Given problem A:
In the forum thread on FFT processing, how many times would the butterfly code be repeated to handle 8 channels of real data?

-----

As for processing more than 2 channels (say, 4 or 6 or 10), I suppose
that it might be possible in a single, larger FFT, but I have serious
doubts as to whether that would be an efficient way of doing things.
In fact, it could be grossly inefficient.

When I referred to doing more channels in parallel, this is what I
meant.  To keep things simple, let's say that there's no large memory
space (so we'll have to use a recursion for our twiddle calculations),
and also no multi-threading, etc.
A typical recursive FFT might look like the 3 loop structure below:

do ( some addressing )
    do( more addressing )
        do ( butterfly calculations )
        ......
        }
        twiddle recursion stuff
    }
    more twiddle recursion stuff
}

To make the software parallel so that it can operate on multiple
channels, why not replicate the butterfly calculation part as many
times as you need?  You could still use the 'two N point real with and
N point complex' method.  In other words, for processing 8 channels of
real data, make channels 1 and 2 the real and imaginary parts of a
complex input.  So to with real channels 3 and 4, etc.  Then you could
program an N point complex in/out FFT, and repeat the butterfly code 4
times.  After the FFT, you'd have 4 complex results - the first one
contains channels 1 and 2 (which will be separated by post-
processing).  And so on.

The important thing is that you're not doing the addressing and
twiddle recursion overhead for each channel. You do it only once.

I've done this kind of thing before for image processing, and it
improves things.  But it might be difficult to do if you have to work
with existing code that someone else wrote.

Kevin McGee

Reply by rsdio ●January 30, 20112011-01-30

Thanks, Kevin.  You've certainly given me some ideas and specific
algorithms to try out.  It will take me a while to digest, and then I have
to fit the optimization phase of my development into my schedule.  Until
then, you have my thanks in advance.

Reply by dbd ●January 30, 20112011-01-30

On Jan 30, 12:16&#4294967295;am, kevin <kevinjmc...@netscape.net> wrote:
> ...
>
> Of course, using global twiddle tables or multi-threading changes
> things, and it could tilt the decision as to what approach is more
> efficient substantially.
>
> So yes, one or the other approach could be more or less efficient than
> the other, depending on what processing resources are available.
> ...
> Kevin McGee

The point of using a dedicated DSP chip with a RTOS instead of a
Windows OS on an Intel CPU is to be able to put all the table setup
into the initialization and avoid any recurring setup costs during
real-time operation. The OP seems to have a DSP chip. What are the
timings like for an efficient real-time implementation without the
setup overhead?

-----

Given problem B:
Pick out every line in the records below that contains the string "shadow", copying each one in full.

Listed records:
-----

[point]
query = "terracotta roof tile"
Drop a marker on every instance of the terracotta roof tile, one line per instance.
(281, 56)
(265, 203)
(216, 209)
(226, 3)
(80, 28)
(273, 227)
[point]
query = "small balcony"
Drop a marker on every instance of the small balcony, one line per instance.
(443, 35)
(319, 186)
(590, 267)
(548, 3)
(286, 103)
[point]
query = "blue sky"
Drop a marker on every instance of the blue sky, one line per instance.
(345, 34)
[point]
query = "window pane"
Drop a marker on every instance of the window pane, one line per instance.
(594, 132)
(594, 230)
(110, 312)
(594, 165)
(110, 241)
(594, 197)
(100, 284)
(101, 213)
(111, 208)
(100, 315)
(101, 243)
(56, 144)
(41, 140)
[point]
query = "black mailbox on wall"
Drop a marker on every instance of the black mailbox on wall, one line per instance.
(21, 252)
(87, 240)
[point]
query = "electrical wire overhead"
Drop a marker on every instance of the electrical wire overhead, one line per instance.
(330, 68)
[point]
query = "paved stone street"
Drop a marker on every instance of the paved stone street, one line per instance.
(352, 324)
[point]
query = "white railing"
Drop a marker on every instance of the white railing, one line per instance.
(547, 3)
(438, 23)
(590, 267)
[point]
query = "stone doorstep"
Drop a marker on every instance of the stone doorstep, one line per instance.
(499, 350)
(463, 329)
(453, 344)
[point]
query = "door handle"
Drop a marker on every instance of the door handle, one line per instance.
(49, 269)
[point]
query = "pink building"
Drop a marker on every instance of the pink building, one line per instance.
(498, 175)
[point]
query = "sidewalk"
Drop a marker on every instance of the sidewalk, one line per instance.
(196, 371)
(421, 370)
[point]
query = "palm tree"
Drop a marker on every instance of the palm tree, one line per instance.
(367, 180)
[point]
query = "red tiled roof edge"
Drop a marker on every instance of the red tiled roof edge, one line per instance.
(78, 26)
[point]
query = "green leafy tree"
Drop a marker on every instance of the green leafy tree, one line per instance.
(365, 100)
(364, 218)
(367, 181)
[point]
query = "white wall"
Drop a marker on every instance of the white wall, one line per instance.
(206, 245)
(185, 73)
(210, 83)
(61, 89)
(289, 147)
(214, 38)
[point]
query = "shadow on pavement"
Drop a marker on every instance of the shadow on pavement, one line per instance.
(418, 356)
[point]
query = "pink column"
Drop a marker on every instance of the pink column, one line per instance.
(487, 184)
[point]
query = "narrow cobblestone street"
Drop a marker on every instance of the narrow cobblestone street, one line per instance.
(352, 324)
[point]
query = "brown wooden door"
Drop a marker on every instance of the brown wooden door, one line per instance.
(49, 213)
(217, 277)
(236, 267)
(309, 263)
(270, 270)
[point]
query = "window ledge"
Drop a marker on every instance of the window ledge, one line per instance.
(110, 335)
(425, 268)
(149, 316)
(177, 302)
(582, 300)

-----

Task solution A:
Four times.

Task solution B:
query = "shadow on pavement"
Drop a marker on every instance of the shadow on pavement, one line per instance.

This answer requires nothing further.